REQUIRED ACTION: Output only these lines, set down exactly: the one containing "Thank you for the photo. Please point out the bare white" and each line after it through the end of the records.

EXERCISE DATA:
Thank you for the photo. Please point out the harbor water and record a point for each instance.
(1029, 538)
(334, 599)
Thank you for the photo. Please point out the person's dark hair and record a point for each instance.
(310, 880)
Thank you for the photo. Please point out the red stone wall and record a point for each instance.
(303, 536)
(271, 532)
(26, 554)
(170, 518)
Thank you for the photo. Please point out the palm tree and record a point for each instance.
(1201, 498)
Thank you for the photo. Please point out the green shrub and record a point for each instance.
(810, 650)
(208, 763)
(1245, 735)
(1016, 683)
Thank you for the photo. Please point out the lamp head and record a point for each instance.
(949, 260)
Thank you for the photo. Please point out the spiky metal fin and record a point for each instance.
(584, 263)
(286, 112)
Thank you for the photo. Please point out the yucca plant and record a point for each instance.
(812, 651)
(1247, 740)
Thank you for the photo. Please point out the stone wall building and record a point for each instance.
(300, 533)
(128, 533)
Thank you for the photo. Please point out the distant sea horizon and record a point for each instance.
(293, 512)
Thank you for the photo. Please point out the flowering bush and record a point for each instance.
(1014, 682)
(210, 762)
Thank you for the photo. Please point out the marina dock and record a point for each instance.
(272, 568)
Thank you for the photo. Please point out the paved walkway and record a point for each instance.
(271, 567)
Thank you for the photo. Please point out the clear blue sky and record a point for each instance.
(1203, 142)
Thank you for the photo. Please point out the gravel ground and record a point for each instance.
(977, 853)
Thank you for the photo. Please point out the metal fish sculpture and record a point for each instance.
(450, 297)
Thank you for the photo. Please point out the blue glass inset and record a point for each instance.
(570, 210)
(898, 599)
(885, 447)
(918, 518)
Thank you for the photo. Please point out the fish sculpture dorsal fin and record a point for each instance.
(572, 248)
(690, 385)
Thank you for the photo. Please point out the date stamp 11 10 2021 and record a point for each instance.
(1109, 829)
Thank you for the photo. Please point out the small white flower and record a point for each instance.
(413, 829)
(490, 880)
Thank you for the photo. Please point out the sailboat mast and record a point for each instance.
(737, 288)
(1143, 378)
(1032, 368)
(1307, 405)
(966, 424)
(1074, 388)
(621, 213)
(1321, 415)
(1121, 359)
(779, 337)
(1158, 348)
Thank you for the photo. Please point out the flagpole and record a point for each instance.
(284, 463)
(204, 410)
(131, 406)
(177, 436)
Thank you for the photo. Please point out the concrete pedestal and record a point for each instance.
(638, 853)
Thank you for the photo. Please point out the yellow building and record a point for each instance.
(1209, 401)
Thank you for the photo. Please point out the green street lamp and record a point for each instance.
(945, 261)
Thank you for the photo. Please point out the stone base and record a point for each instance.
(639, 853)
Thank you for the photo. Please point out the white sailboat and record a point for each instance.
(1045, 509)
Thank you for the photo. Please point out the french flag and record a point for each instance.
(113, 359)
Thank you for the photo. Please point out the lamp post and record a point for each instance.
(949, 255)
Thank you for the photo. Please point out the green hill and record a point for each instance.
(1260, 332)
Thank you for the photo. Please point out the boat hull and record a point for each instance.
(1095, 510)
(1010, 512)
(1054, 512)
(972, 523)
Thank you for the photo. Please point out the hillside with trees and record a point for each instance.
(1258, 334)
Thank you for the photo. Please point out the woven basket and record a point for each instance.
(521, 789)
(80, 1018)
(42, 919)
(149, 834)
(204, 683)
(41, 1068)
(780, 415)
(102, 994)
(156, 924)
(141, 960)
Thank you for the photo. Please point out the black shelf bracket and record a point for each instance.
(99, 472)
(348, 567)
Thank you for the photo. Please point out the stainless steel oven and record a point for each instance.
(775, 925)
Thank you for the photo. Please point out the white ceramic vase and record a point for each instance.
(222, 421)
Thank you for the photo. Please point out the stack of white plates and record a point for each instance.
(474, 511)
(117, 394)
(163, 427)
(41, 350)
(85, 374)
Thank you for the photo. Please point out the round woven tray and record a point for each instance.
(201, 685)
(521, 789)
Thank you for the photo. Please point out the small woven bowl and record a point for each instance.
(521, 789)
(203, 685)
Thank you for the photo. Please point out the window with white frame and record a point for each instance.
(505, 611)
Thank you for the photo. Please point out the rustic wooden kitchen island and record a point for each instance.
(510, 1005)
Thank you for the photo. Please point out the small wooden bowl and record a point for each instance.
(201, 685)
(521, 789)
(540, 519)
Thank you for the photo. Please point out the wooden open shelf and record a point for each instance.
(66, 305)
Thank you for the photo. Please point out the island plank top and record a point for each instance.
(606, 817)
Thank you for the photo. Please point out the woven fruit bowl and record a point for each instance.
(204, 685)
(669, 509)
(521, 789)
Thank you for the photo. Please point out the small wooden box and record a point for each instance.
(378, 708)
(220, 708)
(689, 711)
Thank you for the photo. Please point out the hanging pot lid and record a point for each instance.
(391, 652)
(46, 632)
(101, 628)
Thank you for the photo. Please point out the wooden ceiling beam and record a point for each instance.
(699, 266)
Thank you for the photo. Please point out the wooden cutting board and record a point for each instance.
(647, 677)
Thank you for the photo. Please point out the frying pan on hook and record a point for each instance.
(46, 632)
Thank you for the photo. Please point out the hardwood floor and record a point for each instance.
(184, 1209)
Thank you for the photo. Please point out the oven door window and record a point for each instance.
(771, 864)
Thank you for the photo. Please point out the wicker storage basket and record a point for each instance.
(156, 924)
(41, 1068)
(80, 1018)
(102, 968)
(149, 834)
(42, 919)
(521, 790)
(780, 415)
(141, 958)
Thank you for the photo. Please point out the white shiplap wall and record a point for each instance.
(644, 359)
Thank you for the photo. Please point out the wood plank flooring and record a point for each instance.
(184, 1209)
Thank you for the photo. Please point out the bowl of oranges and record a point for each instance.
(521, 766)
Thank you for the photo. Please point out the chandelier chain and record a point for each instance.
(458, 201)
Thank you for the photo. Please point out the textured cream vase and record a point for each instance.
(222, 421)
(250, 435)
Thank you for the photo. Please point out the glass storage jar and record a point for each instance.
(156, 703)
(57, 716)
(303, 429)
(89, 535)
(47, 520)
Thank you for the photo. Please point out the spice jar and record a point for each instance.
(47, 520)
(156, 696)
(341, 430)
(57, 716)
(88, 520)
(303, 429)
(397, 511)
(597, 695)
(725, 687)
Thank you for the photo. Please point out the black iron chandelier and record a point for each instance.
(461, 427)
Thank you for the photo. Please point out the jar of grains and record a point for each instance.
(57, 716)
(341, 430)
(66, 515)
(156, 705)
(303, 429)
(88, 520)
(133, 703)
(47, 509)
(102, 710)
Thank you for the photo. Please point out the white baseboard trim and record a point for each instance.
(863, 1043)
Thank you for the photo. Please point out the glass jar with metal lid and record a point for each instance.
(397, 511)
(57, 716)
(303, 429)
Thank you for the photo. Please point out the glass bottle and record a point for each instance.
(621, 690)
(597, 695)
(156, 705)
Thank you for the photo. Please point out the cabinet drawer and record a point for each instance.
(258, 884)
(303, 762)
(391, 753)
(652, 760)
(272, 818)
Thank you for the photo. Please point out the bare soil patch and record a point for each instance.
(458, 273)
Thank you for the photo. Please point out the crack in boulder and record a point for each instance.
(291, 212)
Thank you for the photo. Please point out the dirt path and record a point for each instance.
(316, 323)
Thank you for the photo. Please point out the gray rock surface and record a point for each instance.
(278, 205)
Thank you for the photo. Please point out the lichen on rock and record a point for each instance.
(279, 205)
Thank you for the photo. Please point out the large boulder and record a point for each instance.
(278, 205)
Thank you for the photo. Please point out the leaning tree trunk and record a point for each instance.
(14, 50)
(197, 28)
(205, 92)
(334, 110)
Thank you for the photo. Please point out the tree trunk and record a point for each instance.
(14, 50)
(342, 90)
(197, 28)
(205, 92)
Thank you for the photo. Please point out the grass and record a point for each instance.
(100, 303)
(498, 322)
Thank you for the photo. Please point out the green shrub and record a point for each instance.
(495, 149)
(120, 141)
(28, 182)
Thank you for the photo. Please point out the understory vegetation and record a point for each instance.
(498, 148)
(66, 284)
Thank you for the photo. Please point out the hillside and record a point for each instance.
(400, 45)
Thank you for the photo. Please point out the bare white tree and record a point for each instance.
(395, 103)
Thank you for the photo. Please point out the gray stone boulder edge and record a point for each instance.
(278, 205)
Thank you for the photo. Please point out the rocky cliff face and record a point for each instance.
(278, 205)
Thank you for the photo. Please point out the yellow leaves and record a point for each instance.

FINISHED EXERCISE:
Thank you for the photo. Please point out the bare white tree and record a point for each instance.
(395, 103)
Thank you for the photo. Please point out the gray stone boulder edge and record a point for each instance.
(278, 205)
Thank you for the photo. Please point out the rocky cliff face and record a point for each instance.
(278, 205)
Thank you for the photo. Please point out the yellow leaves and record a point for each instance.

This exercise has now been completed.